Finding 3-9. As of January 2007, over 500,000 gallons of VX hydrolysate generated by the neutralization destruction of bulk nerve agent VX at the Newport Chemical Agent Disposal Facility was being stored in more than 140 intermodal storage containers. It is anticipated that 1.5 million gallons of VX hydrolysate will eventually be generated. Studies by outside government agencies and technical organizations have found that safe, environmentally sound, off-site disposal of VX hydrolysate (such as that proposed by DuPont) is technically feasible.
Recommendation 3-9. The Chemical Materials Agency should evaluate and select an appropriate method to dispose of the VX hydrolysate currently being stored at the Newport, Indiana, site, with preference for off-site disposal.
Finding 3-10. Each chemical agent disposal facility in this study has established open and effective communication channels and has regular dialogue with its Citizens Advisory Commission and other local stakeholders. The input of these stakeholders is also sought by regulatory officials and is an important factor in negotiating permit modifications concerning secondary waste disposal practices.
Recommendation 3-10. The Chemical Materials Agency should continue its support for and emphasis on local stakeholder input and involvement as mission-critical elements when acceptable secondary waste disposal practices are being defined and regulatory permit requirements are negotiated.

Dataset entries ->
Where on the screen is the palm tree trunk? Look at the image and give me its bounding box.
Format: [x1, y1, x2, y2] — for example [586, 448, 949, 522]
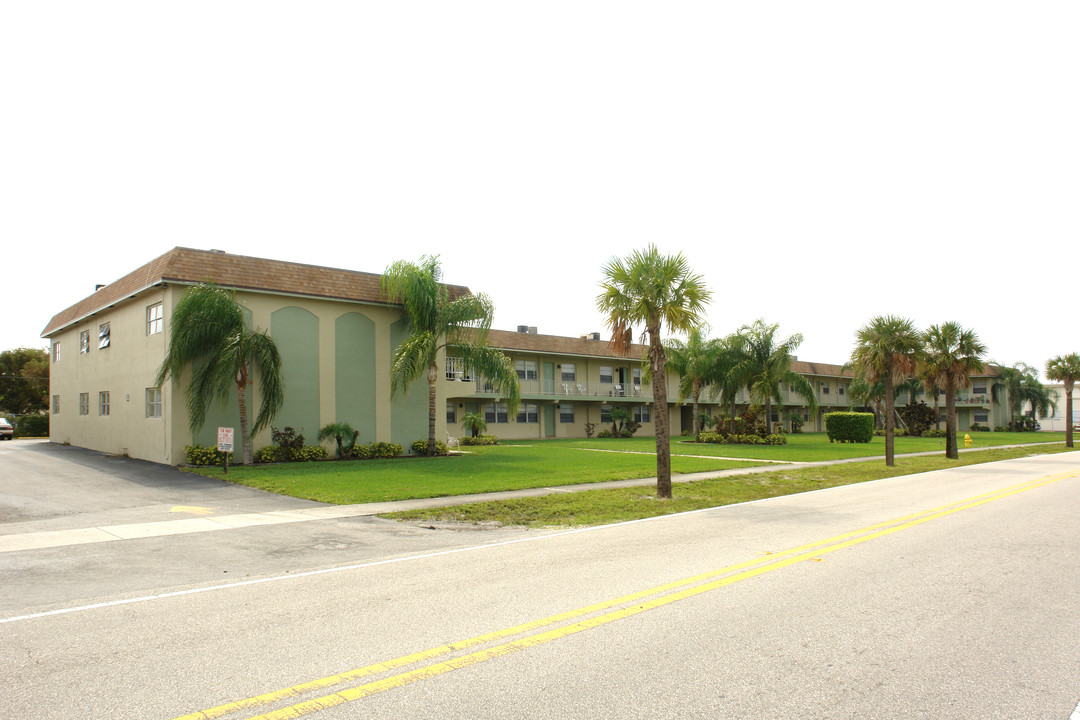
[649, 334, 672, 499]
[883, 372, 896, 467]
[237, 382, 255, 465]
[945, 388, 960, 460]
[428, 363, 438, 456]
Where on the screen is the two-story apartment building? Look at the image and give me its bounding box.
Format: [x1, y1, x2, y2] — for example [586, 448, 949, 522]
[42, 247, 1008, 464]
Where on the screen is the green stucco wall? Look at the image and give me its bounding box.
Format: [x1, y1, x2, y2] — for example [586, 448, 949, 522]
[334, 313, 376, 443]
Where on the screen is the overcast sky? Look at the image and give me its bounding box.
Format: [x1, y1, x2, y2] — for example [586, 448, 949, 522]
[0, 0, 1080, 377]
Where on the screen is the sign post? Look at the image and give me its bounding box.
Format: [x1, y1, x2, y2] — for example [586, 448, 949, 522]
[217, 427, 232, 475]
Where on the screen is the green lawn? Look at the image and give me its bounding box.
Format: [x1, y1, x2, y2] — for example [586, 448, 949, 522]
[187, 433, 1064, 504]
[382, 443, 1066, 528]
[183, 441, 761, 504]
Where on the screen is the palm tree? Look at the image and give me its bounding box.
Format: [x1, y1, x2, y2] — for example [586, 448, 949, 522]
[921, 323, 986, 460]
[596, 244, 712, 498]
[1047, 353, 1080, 448]
[664, 328, 724, 437]
[382, 255, 521, 456]
[733, 320, 818, 432]
[156, 283, 285, 465]
[851, 315, 919, 467]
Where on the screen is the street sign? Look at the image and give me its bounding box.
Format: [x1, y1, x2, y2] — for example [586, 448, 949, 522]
[217, 427, 232, 452]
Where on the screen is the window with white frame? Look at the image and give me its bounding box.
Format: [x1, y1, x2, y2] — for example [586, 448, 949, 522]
[517, 403, 540, 422]
[146, 388, 161, 418]
[484, 403, 510, 423]
[514, 361, 537, 380]
[563, 363, 578, 382]
[146, 302, 165, 335]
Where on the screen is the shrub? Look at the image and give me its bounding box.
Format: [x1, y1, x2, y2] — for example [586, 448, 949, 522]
[367, 443, 405, 459]
[184, 445, 235, 465]
[413, 440, 450, 456]
[825, 412, 874, 443]
[13, 415, 49, 437]
[900, 400, 937, 437]
[461, 435, 499, 445]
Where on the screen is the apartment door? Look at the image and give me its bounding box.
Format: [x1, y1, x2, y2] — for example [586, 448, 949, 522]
[543, 363, 555, 395]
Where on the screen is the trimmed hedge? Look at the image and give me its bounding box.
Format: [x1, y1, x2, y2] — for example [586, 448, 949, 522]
[413, 440, 450, 456]
[459, 435, 499, 445]
[825, 412, 874, 443]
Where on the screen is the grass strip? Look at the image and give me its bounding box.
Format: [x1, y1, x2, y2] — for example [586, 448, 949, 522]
[381, 444, 1067, 528]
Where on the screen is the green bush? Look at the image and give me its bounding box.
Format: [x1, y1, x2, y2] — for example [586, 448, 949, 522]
[413, 440, 450, 456]
[13, 415, 49, 437]
[825, 412, 874, 443]
[458, 435, 499, 445]
[184, 445, 235, 465]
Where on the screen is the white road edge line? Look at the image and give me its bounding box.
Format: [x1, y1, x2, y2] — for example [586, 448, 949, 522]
[0, 453, 1080, 626]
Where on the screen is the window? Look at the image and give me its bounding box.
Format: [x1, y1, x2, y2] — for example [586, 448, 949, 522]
[517, 403, 540, 422]
[146, 388, 161, 418]
[514, 361, 537, 380]
[146, 302, 165, 335]
[484, 403, 510, 422]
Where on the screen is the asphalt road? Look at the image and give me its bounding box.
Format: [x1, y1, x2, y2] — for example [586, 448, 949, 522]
[0, 444, 1080, 720]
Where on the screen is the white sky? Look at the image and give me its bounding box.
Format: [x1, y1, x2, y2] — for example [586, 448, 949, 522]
[0, 0, 1080, 377]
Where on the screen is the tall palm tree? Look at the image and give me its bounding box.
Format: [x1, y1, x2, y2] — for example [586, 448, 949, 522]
[921, 322, 986, 460]
[382, 255, 521, 456]
[1047, 353, 1080, 448]
[734, 320, 818, 433]
[851, 315, 920, 467]
[596, 244, 712, 498]
[664, 327, 724, 437]
[154, 283, 285, 465]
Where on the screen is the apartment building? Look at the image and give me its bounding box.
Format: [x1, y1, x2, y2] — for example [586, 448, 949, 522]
[42, 247, 1008, 464]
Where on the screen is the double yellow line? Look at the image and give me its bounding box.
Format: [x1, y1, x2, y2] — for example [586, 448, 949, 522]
[175, 471, 1080, 720]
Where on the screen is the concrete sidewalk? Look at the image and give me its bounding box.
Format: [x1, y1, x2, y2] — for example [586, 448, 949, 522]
[0, 443, 1062, 553]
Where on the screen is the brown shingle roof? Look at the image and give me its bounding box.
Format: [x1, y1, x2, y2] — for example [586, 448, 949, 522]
[41, 247, 469, 337]
[487, 330, 648, 359]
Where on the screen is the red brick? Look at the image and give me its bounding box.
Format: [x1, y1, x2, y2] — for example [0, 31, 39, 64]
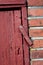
[29, 29, 43, 37]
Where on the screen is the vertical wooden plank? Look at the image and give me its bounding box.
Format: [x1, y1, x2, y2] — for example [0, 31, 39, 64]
[0, 11, 16, 65]
[14, 10, 23, 65]
[22, 7, 30, 65]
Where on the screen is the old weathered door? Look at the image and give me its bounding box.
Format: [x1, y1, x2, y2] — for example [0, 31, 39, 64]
[0, 7, 31, 65]
[0, 9, 23, 65]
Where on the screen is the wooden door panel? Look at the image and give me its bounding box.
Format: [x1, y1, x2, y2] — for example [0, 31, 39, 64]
[0, 10, 23, 65]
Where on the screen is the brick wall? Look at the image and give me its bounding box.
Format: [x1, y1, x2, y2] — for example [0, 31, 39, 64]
[27, 0, 43, 65]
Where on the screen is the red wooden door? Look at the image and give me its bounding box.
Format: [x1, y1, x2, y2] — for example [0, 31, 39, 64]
[0, 10, 23, 65]
[0, 7, 31, 65]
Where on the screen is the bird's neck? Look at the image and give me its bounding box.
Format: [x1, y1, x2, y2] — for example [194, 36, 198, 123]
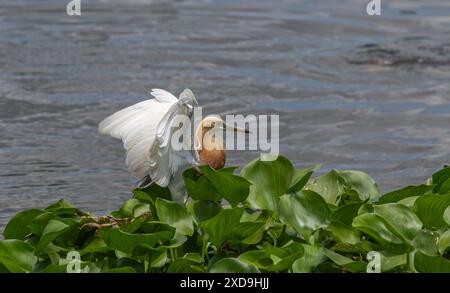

Problem set ->
[a] Which numbered findings and recommendations does the disposal passage contain?
[b] Reproduce word for word the part of the disposal passage starting at "Recommendation 3-10. The" and ending at "requirements are negotiated.".
The listing has nothing to do with the disposal passage.

Responses by item number ->
[a] Finding 3-9, Recommendation 3-9, Finding 3-10, Recommendation 3-10

[b]
Recommendation 3-10. The Chemical Materials Agency should continue its support for and emphasis on local stakeholder input and involvement as mission-critical elements when acceptable secondary waste disposal practices are being defined and regulatory permit requirements are negotiated.